Every entry must be set down exactly in the answer; no pictures should appear.

=== Data for this exercise ===
----------------

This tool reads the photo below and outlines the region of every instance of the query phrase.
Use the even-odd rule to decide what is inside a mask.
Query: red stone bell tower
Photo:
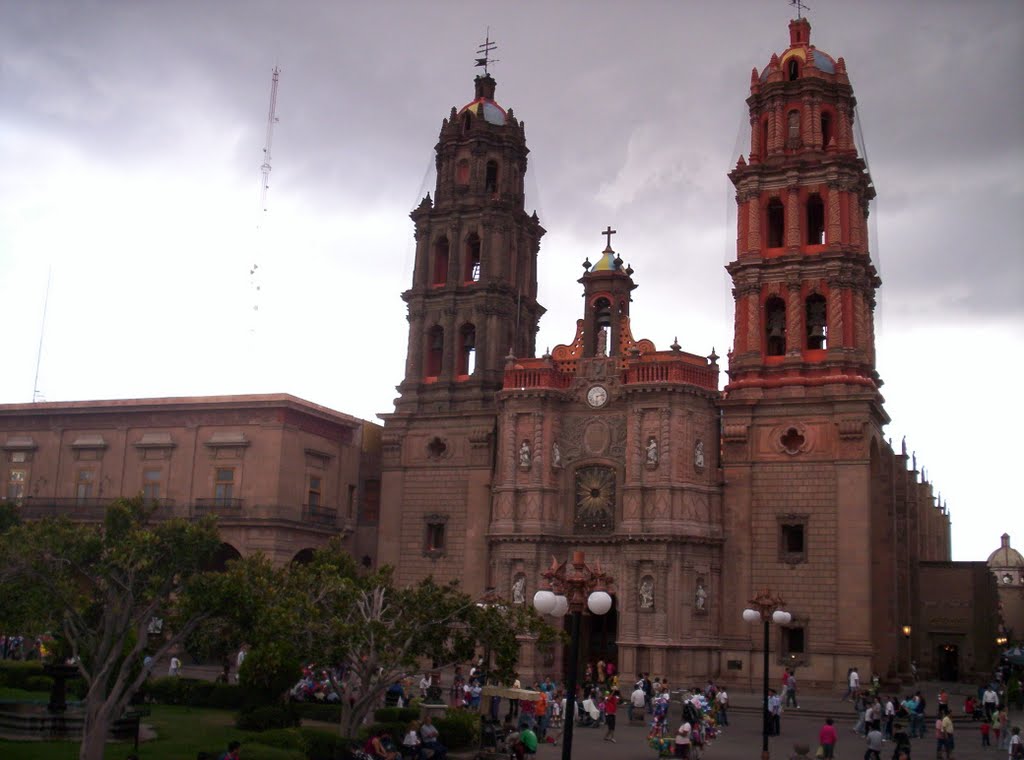
[[[487,583],[484,536],[494,462],[495,395],[505,357],[534,354],[537,254],[525,210],[524,125],[494,99],[487,73],[441,125],[437,185],[410,215],[416,265],[405,379],[384,420],[378,561],[405,582]]]
[[[781,592],[794,621],[777,633],[775,664],[833,681],[852,665],[885,672],[895,610],[879,490],[888,417],[867,234],[875,189],[853,138],[846,64],[810,32],[791,21],[789,47],[752,73],[750,152],[729,175],[736,309],[721,405],[736,582],[723,627],[738,648],[759,646],[740,612],[758,588]]]

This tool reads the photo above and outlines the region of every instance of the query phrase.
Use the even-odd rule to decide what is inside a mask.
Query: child
[[[991,728],[992,728],[992,726],[989,725],[989,722],[987,720],[983,720],[981,722],[981,746],[982,747],[991,747],[992,746],[991,744],[989,744],[989,741],[988,741],[988,732],[991,730]]]

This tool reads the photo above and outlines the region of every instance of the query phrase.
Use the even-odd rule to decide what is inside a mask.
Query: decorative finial
[[[632,277],[633,276],[633,267],[630,266],[629,264],[626,264],[626,276],[627,277]]]
[[[616,269],[622,269],[622,257],[616,256],[615,260],[612,261],[612,264],[615,266]]]
[[[675,338],[672,339],[672,345],[669,346],[669,348],[671,348],[676,353],[679,353],[679,349],[681,349],[682,346],[679,345],[679,336],[678,335]]]
[[[590,263],[590,257],[587,256],[587,258],[585,258],[583,260],[583,271],[589,272],[590,271],[590,267],[592,267],[592,266],[593,266],[593,264]]]
[[[602,235],[604,235],[608,239],[608,243],[607,243],[607,245],[605,245],[605,248],[604,248],[604,252],[605,253],[613,253],[614,252],[614,251],[612,251],[612,235],[615,235],[616,233],[618,233],[618,230],[613,230],[612,226],[610,224],[608,225],[608,228],[604,232],[601,233]]]
[[[491,42],[491,27],[487,27],[487,36],[484,37],[484,43],[476,49],[476,63],[474,66],[484,67],[484,76],[489,76],[487,67],[492,63],[498,63],[497,58],[491,58],[491,53],[498,49],[498,46]],[[483,58],[480,56],[483,55]]]
[[[712,365],[718,364],[718,354],[715,353],[714,346],[711,347],[711,353],[708,354],[708,361],[711,362]]]
[[[803,0],[789,0],[789,4],[796,8],[796,17],[803,18],[804,11],[809,11],[811,6],[805,5]],[[477,64],[479,66],[479,64]]]

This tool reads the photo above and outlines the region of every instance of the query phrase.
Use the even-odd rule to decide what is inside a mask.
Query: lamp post
[[[569,673],[565,689],[565,729],[562,732],[562,760],[572,758],[572,729],[576,722],[576,670],[580,657],[580,621],[584,607],[594,615],[604,615],[612,608],[607,589],[615,579],[590,567],[583,552],[574,551],[572,561],[558,563],[551,558],[551,567],[541,573],[540,590],[533,595],[533,606],[542,615],[572,615],[569,628]]]
[[[750,608],[743,610],[743,619],[748,623],[764,623],[764,682],[761,698],[764,700],[764,714],[761,717],[761,758],[768,760],[768,729],[771,725],[771,715],[768,712],[768,624],[789,625],[793,616],[782,608],[786,602],[777,594],[772,594],[768,589],[758,592],[757,596],[750,600]]]

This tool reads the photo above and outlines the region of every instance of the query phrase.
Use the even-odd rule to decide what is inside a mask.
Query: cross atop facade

----------------

=== Your solution ===
This tool reads the photo below and outlines the region of every instance of the query phrase.
Use the even-odd rule to decide what is inside a mask.
Query: red stone bell tower
Photo:
[[[487,583],[484,536],[494,462],[495,395],[505,357],[534,354],[537,254],[525,210],[524,125],[494,99],[487,73],[441,125],[437,185],[410,215],[416,265],[405,379],[384,420],[378,561],[405,582]]]
[[[781,592],[794,621],[777,633],[775,664],[833,681],[852,665],[885,672],[895,610],[879,490],[888,417],[867,234],[875,189],[853,138],[846,64],[810,32],[791,21],[789,47],[752,73],[750,152],[729,175],[736,309],[721,405],[736,582],[723,627],[738,648],[759,646],[740,612],[758,588]]]

This tool reads the photo above and outlines the region of every instance of the query phrase.
Use the even-odd rule to decide what is inside a mask.
Query: child
[[[991,728],[992,728],[992,726],[989,725],[989,722],[987,720],[983,720],[981,722],[981,746],[982,747],[991,747],[992,746],[991,744],[989,744],[989,741],[988,741],[988,732],[991,730]]]

This tool reads the photo above and outlines the region of every instance of the query phrase.
Use the even-odd rule to decide what is inside a mask.
Query: decorative finial
[[[632,277],[633,276],[633,267],[630,266],[629,264],[626,264],[626,276],[627,277]]]
[[[616,269],[622,269],[622,257],[616,256],[615,260],[612,261],[612,264],[615,266]]]
[[[675,338],[672,339],[672,345],[669,346],[669,348],[671,348],[676,353],[679,353],[679,349],[681,349],[682,346],[679,345],[679,336],[678,335]]]
[[[590,263],[590,257],[587,256],[587,258],[585,258],[583,260],[583,271],[589,272],[590,271],[590,267],[592,267],[592,266],[593,266],[593,264]]]
[[[602,235],[604,235],[608,239],[608,243],[607,243],[607,245],[605,245],[605,248],[604,248],[604,252],[605,253],[613,253],[614,252],[614,251],[612,251],[612,235],[615,235],[616,233],[618,233],[618,230],[613,230],[612,226],[610,224],[608,225],[608,228],[604,232],[601,233]]]
[[[491,42],[491,27],[487,27],[487,36],[484,37],[484,43],[476,49],[476,63],[474,66],[484,67],[484,76],[489,76],[487,67],[492,63],[498,63],[497,58],[491,58],[491,53],[498,49],[498,46]],[[483,58],[480,56],[483,55]]]
[[[712,365],[718,364],[718,354],[715,353],[714,346],[711,347],[711,353],[708,354],[708,361],[711,362]]]
[[[803,0],[789,0],[789,4],[796,8],[796,17],[803,18],[804,11],[809,11],[811,6],[805,5]],[[477,64],[479,66],[479,64]]]

This tool reads the photo above and outlines the region of every instance of the query phrase.
Use the even-odd rule to decide what is inside a mask.
Query: lamp post
[[[569,673],[565,689],[565,729],[562,732],[562,760],[572,758],[572,729],[576,722],[576,670],[580,657],[580,621],[584,607],[594,615],[604,615],[612,608],[607,589],[615,579],[590,567],[583,552],[574,551],[572,561],[558,563],[551,558],[551,567],[541,573],[540,590],[533,595],[533,606],[542,615],[572,615],[569,628]]]
[[[750,608],[743,610],[743,619],[748,623],[764,623],[764,682],[761,698],[764,700],[764,714],[761,717],[761,758],[768,760],[768,729],[771,725],[771,715],[768,712],[768,624],[789,625],[793,616],[782,608],[786,602],[777,594],[772,594],[768,589],[758,592],[757,596],[750,600]]]

This tool reads the photo above and outlines the region of every instance of the query phrase.
Use the even-odd rule to decide what is inside a mask.
Query: cross atop facade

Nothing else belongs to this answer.